GIVEN INFORMATION: Begin

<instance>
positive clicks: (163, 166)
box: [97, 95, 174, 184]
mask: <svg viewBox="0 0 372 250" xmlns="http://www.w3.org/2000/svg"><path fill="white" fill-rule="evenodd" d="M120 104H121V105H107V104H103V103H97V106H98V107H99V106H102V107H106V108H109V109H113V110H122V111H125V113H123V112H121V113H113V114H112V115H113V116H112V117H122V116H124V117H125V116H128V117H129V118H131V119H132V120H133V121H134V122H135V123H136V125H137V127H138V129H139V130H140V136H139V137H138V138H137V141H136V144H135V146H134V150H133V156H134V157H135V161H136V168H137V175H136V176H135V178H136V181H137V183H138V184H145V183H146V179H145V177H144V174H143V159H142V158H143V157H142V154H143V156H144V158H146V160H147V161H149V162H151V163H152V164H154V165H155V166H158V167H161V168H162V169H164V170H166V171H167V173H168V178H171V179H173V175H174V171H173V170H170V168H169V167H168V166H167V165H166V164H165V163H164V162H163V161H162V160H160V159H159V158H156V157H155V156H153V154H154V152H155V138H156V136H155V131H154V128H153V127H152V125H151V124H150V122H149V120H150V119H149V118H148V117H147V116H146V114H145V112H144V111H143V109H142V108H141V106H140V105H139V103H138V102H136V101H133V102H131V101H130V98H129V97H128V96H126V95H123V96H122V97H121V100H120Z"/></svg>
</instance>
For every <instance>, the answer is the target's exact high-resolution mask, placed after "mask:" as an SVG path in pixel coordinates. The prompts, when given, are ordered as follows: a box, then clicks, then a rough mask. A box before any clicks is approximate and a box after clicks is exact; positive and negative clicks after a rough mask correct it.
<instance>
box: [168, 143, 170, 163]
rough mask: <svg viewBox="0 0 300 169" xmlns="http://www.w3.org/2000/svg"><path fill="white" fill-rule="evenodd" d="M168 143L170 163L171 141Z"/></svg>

GIVEN INFORMATION: End

Restate the whole of the data exactly.

RESPONSE TO THE TASK:
<instance>
positive clicks: (163, 166)
box: [97, 95, 174, 184]
mask: <svg viewBox="0 0 372 250" xmlns="http://www.w3.org/2000/svg"><path fill="white" fill-rule="evenodd" d="M120 104H121V105H107V104H103V103H97V106H98V107H99V106H102V107H106V108H109V109H113V110H122V111H125V113H123V112H121V113H113V114H112V115H113V116H112V117H122V116H124V117H125V116H128V117H129V118H131V119H132V120H133V121H134V122H135V123H136V125H137V127H138V129H139V130H140V136H139V137H138V138H137V141H136V144H135V146H134V150H133V156H134V157H135V161H136V168H137V175H136V176H135V178H136V181H137V183H138V184H145V183H146V179H145V177H144V174H143V159H142V158H143V157H142V154H143V156H144V158H146V160H147V161H149V162H151V163H152V164H154V165H155V166H158V167H161V168H162V169H164V170H166V171H167V173H168V178H171V179H173V175H174V171H173V170H170V168H169V167H168V166H167V165H166V164H165V163H164V162H163V161H162V160H160V159H159V158H156V157H155V156H153V154H154V152H155V138H156V136H155V131H154V128H153V127H152V125H151V124H150V122H149V120H150V119H149V118H148V117H147V116H146V114H145V112H144V111H143V109H142V108H141V106H140V105H139V103H138V102H136V101H133V102H131V101H130V98H129V97H128V96H126V95H123V96H122V97H121V100H120Z"/></svg>
</instance>
For every <instance>, the answer is the target's exact high-resolution mask, placed after "mask:" as an SVG path in pixel coordinates. The prompts, when given, are ordered as follows: a box, then clicks, then a rough mask. A box before any clicks is approximate and a box after clicks is exact; positive and negative clicks after a rough mask correct it.
<instance>
box: [168, 143, 170, 163]
rough mask: <svg viewBox="0 0 300 169" xmlns="http://www.w3.org/2000/svg"><path fill="white" fill-rule="evenodd" d="M168 143L170 163L171 141Z"/></svg>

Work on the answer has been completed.